▸ **Short exercise**
Copy word for word everything from the line containing "Practice. Locate the sofa armrest" down to the line containing "[(106, 348)]", with both of those lines included.

▸ **Given information**
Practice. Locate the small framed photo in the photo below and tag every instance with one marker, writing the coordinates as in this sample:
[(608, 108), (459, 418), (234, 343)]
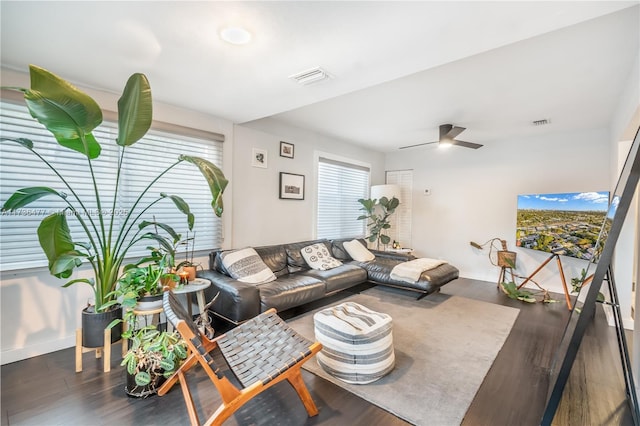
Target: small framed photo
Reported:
[(291, 186), (259, 158), (286, 149)]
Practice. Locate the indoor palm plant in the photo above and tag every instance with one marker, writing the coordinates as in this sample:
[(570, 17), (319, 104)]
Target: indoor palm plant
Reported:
[(71, 116), (378, 223)]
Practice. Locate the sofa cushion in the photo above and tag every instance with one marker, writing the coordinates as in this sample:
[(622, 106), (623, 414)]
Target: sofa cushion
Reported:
[(295, 261), (275, 257), (357, 251), (318, 257), (289, 291), (246, 265), (339, 278)]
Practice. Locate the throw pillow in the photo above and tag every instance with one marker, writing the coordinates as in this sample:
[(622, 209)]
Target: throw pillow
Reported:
[(246, 265), (357, 251), (318, 257)]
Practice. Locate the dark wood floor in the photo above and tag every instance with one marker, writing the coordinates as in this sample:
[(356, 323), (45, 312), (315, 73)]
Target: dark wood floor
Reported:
[(45, 390)]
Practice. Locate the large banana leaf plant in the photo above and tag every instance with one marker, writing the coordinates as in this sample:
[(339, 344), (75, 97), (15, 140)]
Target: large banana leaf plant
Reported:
[(71, 115)]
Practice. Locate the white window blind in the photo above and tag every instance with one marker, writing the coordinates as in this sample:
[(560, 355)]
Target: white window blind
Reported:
[(401, 227), (143, 162), (340, 185)]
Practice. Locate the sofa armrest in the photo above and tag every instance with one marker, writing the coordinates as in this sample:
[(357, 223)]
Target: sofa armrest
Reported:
[(237, 302), (404, 257)]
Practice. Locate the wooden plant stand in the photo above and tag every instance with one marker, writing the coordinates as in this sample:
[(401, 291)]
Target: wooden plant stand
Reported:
[(106, 348)]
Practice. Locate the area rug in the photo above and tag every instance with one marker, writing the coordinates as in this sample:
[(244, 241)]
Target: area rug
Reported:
[(444, 346)]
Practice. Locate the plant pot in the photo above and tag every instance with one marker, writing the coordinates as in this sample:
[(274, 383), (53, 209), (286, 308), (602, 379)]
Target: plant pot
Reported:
[(192, 272), (506, 259), (133, 390), (147, 303), (94, 323)]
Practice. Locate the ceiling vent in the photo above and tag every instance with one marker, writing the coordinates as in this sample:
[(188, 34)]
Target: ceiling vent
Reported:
[(311, 76)]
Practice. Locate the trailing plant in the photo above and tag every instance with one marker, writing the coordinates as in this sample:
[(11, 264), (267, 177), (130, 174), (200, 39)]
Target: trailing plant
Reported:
[(71, 116), (378, 223), (153, 354)]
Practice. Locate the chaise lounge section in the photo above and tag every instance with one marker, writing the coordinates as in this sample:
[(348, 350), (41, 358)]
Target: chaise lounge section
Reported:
[(296, 283)]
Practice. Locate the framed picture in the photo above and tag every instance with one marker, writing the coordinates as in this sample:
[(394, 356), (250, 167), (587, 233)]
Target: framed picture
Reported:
[(291, 186), (259, 158), (286, 149)]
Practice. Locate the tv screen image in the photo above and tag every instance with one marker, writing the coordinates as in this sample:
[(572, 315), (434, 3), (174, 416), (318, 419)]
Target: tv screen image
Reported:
[(566, 224)]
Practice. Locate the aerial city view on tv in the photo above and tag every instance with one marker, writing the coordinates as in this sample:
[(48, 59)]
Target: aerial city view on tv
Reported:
[(567, 224)]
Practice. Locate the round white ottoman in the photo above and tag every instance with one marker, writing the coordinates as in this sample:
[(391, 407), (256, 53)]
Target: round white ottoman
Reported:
[(357, 343)]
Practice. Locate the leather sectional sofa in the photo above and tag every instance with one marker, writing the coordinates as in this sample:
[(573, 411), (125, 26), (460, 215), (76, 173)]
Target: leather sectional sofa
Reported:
[(297, 283)]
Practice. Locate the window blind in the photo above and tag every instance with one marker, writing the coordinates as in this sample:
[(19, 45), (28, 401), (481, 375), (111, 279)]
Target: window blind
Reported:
[(143, 162), (340, 185)]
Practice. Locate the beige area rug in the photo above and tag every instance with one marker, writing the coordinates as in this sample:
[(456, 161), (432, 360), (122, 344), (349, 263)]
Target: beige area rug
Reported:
[(444, 346)]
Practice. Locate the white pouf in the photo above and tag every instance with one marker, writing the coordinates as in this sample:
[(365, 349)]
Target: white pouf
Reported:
[(357, 342)]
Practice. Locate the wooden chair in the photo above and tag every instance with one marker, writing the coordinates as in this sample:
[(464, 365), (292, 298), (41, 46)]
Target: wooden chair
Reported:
[(260, 352)]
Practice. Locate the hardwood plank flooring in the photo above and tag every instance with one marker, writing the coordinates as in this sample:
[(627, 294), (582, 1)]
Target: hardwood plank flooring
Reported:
[(45, 390)]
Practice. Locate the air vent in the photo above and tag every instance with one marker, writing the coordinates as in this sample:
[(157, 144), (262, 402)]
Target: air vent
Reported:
[(313, 75)]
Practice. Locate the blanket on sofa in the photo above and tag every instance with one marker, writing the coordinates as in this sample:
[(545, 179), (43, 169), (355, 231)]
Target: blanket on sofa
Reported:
[(410, 271)]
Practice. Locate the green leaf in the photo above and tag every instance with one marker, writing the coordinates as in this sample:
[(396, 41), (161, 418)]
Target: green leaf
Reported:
[(89, 281), (182, 206), (215, 179), (26, 196), (65, 111), (135, 110), (55, 240)]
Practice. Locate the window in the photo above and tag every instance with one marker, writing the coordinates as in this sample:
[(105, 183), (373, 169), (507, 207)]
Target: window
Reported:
[(401, 220), (340, 186), (143, 162)]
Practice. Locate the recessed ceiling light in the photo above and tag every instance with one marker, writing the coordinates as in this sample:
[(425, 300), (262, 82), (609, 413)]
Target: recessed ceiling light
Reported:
[(235, 35)]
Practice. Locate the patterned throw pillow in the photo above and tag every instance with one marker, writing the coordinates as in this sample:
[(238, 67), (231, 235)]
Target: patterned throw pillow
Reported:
[(318, 257), (247, 266), (357, 251)]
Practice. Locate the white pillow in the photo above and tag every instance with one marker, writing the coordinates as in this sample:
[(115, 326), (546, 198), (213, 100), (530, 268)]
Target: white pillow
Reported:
[(357, 251), (247, 266), (317, 257)]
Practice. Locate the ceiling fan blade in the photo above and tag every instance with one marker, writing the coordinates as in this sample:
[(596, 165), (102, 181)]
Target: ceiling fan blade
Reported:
[(455, 131), (466, 144), (418, 144)]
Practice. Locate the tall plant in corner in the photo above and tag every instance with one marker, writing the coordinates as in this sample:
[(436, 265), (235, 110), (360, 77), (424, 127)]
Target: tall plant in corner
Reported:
[(71, 115), (378, 223)]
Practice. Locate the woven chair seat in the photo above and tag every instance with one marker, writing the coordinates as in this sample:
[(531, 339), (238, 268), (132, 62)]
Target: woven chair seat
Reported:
[(260, 353), (263, 348)]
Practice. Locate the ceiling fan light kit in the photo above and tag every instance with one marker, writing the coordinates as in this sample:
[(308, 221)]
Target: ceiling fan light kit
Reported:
[(448, 133)]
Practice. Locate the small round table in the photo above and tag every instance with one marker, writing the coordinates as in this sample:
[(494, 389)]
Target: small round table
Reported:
[(196, 286)]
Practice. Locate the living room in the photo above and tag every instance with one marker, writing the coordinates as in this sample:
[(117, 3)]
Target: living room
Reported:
[(473, 193)]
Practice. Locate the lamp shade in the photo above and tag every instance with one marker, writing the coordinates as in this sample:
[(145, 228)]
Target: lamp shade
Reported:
[(389, 191)]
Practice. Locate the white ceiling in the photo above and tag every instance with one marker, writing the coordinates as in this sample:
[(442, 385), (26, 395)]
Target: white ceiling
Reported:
[(400, 69)]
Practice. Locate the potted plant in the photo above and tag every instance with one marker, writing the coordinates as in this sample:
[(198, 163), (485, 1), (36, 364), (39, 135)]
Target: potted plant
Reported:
[(140, 287), (154, 356), (71, 116), (187, 265), (378, 222)]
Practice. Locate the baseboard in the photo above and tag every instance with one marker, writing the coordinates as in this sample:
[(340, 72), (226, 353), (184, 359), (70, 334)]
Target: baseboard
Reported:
[(26, 352)]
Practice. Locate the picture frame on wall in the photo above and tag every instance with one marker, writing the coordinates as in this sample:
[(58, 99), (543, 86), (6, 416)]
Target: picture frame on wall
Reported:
[(286, 149), (291, 186), (259, 158)]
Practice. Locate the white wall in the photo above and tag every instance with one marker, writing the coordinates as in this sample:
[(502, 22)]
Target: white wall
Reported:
[(38, 316), (474, 196), (262, 218)]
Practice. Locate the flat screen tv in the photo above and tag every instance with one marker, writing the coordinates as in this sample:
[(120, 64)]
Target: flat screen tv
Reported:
[(566, 224)]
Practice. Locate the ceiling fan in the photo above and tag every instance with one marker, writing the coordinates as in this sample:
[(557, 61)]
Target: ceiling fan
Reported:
[(448, 132)]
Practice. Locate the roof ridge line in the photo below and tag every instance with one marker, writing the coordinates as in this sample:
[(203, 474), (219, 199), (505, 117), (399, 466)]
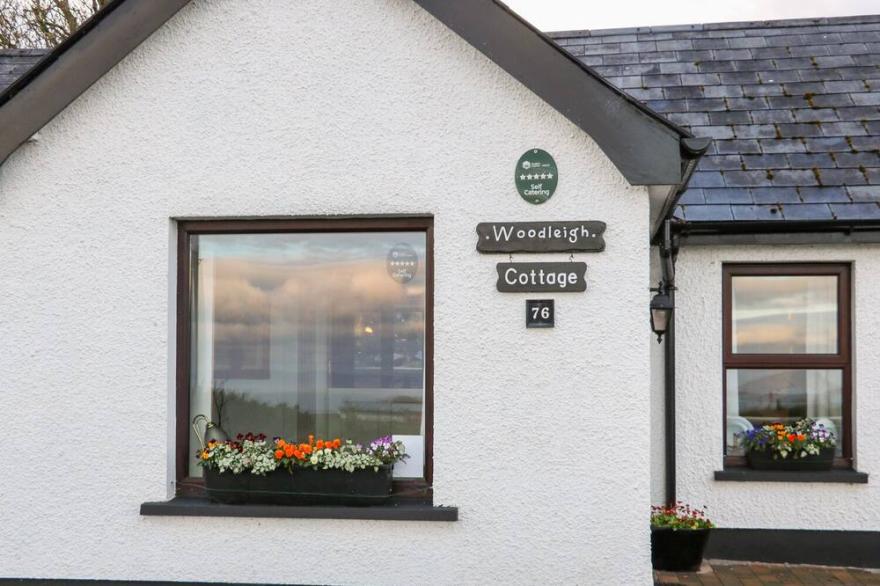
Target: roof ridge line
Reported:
[(716, 26)]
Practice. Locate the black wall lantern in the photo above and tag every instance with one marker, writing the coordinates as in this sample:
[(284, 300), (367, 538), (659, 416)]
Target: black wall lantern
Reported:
[(661, 311)]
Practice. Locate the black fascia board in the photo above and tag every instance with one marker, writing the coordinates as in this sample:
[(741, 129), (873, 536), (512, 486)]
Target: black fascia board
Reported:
[(643, 145), (778, 232), (75, 65), (646, 148)]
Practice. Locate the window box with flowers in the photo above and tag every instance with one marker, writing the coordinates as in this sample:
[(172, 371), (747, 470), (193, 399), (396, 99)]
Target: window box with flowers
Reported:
[(802, 446), (254, 470)]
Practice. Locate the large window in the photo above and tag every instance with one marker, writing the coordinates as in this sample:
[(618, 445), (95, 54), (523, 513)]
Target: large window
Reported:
[(292, 328), (787, 350)]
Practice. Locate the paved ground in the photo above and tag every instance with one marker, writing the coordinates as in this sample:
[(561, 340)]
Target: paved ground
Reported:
[(717, 573)]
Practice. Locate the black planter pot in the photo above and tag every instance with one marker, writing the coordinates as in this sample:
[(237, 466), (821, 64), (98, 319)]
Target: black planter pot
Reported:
[(678, 550), (302, 487), (765, 461)]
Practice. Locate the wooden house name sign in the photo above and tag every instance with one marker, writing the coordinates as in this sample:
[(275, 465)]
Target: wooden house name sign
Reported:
[(508, 237)]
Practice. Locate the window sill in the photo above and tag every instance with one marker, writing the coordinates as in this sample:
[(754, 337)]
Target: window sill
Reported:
[(200, 507), (749, 475)]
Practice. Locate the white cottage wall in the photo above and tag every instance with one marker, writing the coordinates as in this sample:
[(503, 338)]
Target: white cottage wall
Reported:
[(270, 108), (699, 405)]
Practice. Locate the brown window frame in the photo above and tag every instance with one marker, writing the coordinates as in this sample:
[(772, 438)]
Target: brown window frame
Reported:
[(842, 360), (185, 485)]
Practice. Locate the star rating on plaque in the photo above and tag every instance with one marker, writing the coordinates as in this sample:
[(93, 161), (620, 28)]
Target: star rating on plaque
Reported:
[(535, 176)]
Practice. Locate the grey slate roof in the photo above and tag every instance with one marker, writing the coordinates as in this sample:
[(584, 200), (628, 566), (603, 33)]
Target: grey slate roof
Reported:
[(14, 62), (792, 106)]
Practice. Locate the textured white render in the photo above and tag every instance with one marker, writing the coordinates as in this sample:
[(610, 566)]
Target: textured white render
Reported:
[(699, 404), (266, 108)]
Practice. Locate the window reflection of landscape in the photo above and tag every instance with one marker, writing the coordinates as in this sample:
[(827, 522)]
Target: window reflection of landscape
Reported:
[(307, 333)]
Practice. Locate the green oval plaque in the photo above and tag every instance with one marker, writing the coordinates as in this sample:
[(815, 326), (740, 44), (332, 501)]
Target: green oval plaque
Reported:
[(536, 176)]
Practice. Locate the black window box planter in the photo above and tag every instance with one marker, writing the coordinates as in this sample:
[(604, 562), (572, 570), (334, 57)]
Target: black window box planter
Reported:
[(202, 507), (810, 463), (302, 487), (834, 476)]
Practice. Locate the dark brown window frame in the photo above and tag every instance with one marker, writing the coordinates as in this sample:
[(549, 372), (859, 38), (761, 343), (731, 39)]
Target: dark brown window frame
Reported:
[(842, 360), (414, 489)]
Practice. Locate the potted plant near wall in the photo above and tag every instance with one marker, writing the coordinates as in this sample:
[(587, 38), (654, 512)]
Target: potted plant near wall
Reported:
[(803, 445), (679, 534), (253, 470)]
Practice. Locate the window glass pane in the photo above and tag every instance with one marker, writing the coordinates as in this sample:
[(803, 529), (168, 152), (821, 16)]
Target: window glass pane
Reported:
[(311, 333), (784, 314), (759, 397)]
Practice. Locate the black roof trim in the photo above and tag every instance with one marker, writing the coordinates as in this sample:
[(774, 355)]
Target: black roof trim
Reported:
[(644, 146), (77, 63), (778, 232), (718, 26)]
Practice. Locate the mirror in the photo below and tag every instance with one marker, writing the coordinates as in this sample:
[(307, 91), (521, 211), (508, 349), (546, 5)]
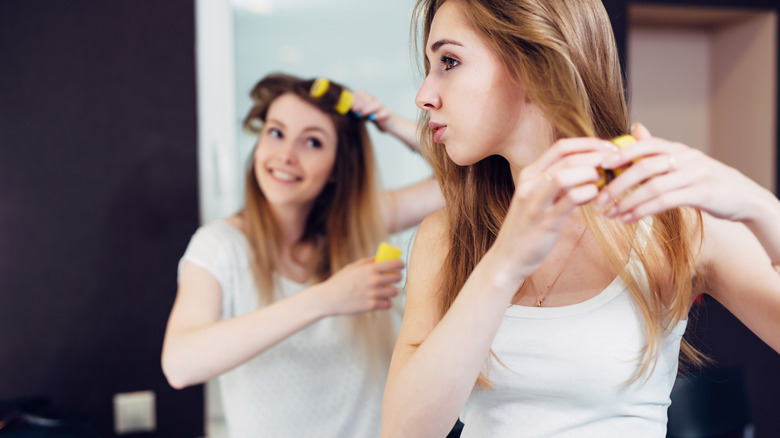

▸ **Full response**
Practice. Locate the sofa armrest in the photo above and tag every instance with one marker, writing the coordinates as in this sample:
[(357, 223)]
Target: sofa armrest
Reported:
[(237, 302), (404, 257)]
Practice. Locate the wooden plant stand in the photo above and tag every instance with one marker, writing the coordinates as in this sample:
[(401, 291)]
Target: wooden plant stand
Reported:
[(106, 348)]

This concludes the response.